In the lines below, look for "window". Copy each line where it appears.

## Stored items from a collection
##############################

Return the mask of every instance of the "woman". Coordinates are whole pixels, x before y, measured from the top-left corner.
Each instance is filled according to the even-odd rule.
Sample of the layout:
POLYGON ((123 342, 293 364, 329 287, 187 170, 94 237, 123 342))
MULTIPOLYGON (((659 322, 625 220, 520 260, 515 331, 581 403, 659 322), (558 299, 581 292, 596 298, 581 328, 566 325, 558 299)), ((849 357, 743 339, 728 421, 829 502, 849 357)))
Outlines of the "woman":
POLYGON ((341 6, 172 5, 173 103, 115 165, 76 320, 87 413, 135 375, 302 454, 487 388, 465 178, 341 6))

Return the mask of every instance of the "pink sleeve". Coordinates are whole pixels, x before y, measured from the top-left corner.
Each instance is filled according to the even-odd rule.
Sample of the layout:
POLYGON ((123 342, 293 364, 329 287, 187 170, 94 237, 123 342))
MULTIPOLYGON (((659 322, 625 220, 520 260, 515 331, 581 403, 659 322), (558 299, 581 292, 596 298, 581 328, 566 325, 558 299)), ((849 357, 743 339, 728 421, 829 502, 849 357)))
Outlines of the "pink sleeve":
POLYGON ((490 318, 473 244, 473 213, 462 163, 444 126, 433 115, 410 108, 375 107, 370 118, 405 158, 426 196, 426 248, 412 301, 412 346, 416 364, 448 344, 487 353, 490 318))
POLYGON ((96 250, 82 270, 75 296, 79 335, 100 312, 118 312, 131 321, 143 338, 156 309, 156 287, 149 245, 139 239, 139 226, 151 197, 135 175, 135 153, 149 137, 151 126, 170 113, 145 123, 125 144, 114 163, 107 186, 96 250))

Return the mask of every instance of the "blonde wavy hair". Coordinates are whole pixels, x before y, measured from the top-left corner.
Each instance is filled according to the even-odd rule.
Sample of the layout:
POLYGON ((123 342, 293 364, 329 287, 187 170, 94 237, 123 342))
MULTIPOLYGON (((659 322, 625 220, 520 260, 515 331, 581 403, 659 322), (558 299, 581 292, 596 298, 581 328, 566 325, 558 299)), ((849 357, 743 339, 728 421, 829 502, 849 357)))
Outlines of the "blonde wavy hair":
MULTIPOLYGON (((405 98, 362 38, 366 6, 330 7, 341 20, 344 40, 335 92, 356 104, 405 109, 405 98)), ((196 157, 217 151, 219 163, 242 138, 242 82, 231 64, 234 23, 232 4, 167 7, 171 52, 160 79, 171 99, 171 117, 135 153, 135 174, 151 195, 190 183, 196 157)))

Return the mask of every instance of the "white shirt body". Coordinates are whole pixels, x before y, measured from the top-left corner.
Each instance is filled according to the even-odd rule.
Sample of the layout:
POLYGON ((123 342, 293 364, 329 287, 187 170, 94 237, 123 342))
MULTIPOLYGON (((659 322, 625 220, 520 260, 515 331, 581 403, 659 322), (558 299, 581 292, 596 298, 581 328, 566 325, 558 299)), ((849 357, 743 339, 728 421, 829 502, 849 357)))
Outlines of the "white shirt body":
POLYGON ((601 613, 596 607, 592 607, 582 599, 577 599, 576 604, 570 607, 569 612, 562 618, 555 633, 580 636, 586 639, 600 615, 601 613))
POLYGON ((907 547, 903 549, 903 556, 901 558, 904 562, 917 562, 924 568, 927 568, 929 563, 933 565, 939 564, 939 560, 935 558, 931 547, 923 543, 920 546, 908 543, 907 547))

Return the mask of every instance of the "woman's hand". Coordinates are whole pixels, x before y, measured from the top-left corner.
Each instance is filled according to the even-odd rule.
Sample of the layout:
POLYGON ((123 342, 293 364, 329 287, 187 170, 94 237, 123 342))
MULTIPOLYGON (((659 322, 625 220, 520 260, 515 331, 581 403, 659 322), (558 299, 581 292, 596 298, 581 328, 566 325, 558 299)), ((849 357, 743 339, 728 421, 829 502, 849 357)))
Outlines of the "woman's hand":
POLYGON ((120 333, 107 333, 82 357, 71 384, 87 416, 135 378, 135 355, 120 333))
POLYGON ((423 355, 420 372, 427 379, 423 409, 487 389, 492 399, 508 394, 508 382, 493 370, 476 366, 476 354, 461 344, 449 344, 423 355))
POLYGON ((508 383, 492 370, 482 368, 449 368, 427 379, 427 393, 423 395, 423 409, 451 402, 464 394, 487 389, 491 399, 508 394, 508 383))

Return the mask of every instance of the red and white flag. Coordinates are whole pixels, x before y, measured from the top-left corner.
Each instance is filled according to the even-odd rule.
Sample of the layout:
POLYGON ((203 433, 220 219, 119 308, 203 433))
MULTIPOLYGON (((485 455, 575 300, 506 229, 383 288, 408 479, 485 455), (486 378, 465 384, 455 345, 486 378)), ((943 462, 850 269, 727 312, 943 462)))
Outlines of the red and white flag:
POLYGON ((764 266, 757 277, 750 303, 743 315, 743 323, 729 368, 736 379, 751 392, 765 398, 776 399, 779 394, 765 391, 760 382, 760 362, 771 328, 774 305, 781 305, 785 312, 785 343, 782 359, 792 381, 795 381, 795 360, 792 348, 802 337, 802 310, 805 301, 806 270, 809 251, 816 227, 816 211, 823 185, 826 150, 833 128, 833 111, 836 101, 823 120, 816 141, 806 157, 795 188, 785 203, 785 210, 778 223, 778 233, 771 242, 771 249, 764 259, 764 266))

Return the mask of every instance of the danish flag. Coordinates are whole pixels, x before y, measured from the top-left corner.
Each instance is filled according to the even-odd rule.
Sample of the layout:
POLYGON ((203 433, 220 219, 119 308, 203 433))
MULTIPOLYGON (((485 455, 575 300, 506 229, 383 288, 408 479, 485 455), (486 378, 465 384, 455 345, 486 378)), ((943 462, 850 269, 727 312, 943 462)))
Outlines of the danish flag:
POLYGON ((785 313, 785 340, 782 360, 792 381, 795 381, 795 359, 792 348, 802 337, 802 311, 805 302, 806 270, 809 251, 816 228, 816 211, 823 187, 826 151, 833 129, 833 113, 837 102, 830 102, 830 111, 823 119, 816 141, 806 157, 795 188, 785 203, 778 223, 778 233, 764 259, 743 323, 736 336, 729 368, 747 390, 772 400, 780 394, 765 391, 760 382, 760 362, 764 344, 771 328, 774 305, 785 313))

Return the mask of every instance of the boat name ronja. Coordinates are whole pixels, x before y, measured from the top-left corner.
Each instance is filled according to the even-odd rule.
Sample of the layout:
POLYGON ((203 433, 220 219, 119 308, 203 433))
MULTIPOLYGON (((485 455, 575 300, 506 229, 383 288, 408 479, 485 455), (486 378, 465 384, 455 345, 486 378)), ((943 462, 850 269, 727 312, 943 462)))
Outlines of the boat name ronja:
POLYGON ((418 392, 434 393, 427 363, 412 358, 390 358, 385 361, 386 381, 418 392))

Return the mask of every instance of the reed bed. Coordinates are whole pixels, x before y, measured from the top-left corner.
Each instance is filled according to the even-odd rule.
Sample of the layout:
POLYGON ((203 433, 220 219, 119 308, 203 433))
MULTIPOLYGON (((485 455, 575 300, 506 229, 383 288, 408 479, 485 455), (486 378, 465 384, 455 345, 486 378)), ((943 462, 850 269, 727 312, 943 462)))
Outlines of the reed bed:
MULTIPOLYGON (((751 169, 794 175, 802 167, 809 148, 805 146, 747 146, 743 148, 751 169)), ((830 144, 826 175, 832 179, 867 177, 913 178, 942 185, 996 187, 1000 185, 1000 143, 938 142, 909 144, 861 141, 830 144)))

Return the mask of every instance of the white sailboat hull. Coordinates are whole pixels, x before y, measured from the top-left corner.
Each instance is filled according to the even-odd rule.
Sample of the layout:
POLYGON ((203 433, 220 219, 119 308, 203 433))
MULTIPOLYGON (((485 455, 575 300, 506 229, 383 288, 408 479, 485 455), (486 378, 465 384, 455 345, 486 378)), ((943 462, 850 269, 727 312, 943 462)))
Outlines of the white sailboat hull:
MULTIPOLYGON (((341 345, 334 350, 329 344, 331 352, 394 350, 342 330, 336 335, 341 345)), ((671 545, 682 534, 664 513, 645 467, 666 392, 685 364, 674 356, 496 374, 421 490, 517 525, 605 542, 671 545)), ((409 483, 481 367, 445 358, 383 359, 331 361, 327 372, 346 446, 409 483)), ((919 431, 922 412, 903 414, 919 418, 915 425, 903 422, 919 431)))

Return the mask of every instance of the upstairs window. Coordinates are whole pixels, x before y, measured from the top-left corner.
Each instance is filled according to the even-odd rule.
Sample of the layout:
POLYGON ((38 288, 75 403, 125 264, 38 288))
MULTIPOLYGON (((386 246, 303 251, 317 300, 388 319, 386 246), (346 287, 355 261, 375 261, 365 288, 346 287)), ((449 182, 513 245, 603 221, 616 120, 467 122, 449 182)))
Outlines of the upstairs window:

##############################

## Completed exercise
Return the mask of every instance of the upstairs window. Coordinates are whole pixels, x before y, measured from the top-left corner.
Outlines of the upstairs window:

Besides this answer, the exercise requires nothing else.